We have all been learning our art and how we approach our art and how we put that art out into the world our whole lives. As we continue on this path, we can correct and/or change directions as we see fit for where we are going or want to go. YOU are in charge and you have a lot of the information and education you need...AND you will keep adding to that information. Try to learn one new thing each day---you never know when you will need it:)
Tuesday, October 19, 2010
I went in a new direction with this block so those of you used to seeing applique will be in for a surprise. I have a lot more of these designs on their way in 2011 and I hope you will let me know how you like them.
The blog tour will be November 8-12. Stay posted for giveaways and lots of new ideas from all the designers.
Monday, October 18, 2010
I won't be answering any questions today but rather sending more out into the world for us to ponder and in turn ask each of ourselves so that maybe one by one we can bring art back into society's broader appreciation.
"ART plays no clear role in our culture.
ARTISTS have little direct contact with their audience.
ARTMAKING is indulged, but rarely rewarded."
These are the larger issues that Ted Orland feels artists today face. So the question becomes, How do we change that?
"....there was a time (and not all that long ago) when artists were employed to make new art every week-art that addressed the deepest issues of life and death and spirituality. We have nothing like that today-and it makes you wonder: how would art and artists be received today if we made work that spoke for the community rather than to the community?"
As much as I don't necessarily feel that every piece of art has to "stand" for something, I will say that artists that speak for a community do tend to stand out more and get more praise and critical acclaim. Think of rappers that bring certain atrocities to light or artists who paint murals about the environment, etc.
So what to do if I really just want to bring beauty to your world and not hash out every outrage of our society? I have lived in darkness and don't want to go back there!
Ted goes on to discuss being productive and making art vs. believing the myth of creative genius and natural talent. He discusses the "creative process" and how getting better means making a lot of art; ".....having a working command of the creative process-that is, all those elements that lead to the making of art-is truly essential"
"...................take comfort in all those small steps"
"If you develop productive working patterns and learn from the work itself along the way, you will always be on the path toward making the best work you can."
"The common ground shared by artists who make continuing progress in their work is that they have committed themselves to working on the things that really matter to them."
"So what (if anything) does all this mean for you?....................................stay at work on the things that are really important to you, and you will reach your potential as an artist"

[TASK DESCRIPTION] According to the blog post, on what dates will the blog tour be held? The lines after the blog post aren't needed.

[RAW DATA]
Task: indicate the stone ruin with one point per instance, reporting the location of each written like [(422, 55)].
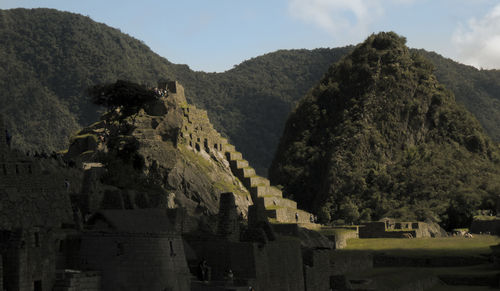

[RESPONSE TO THIS EXERCISE] November 8-12.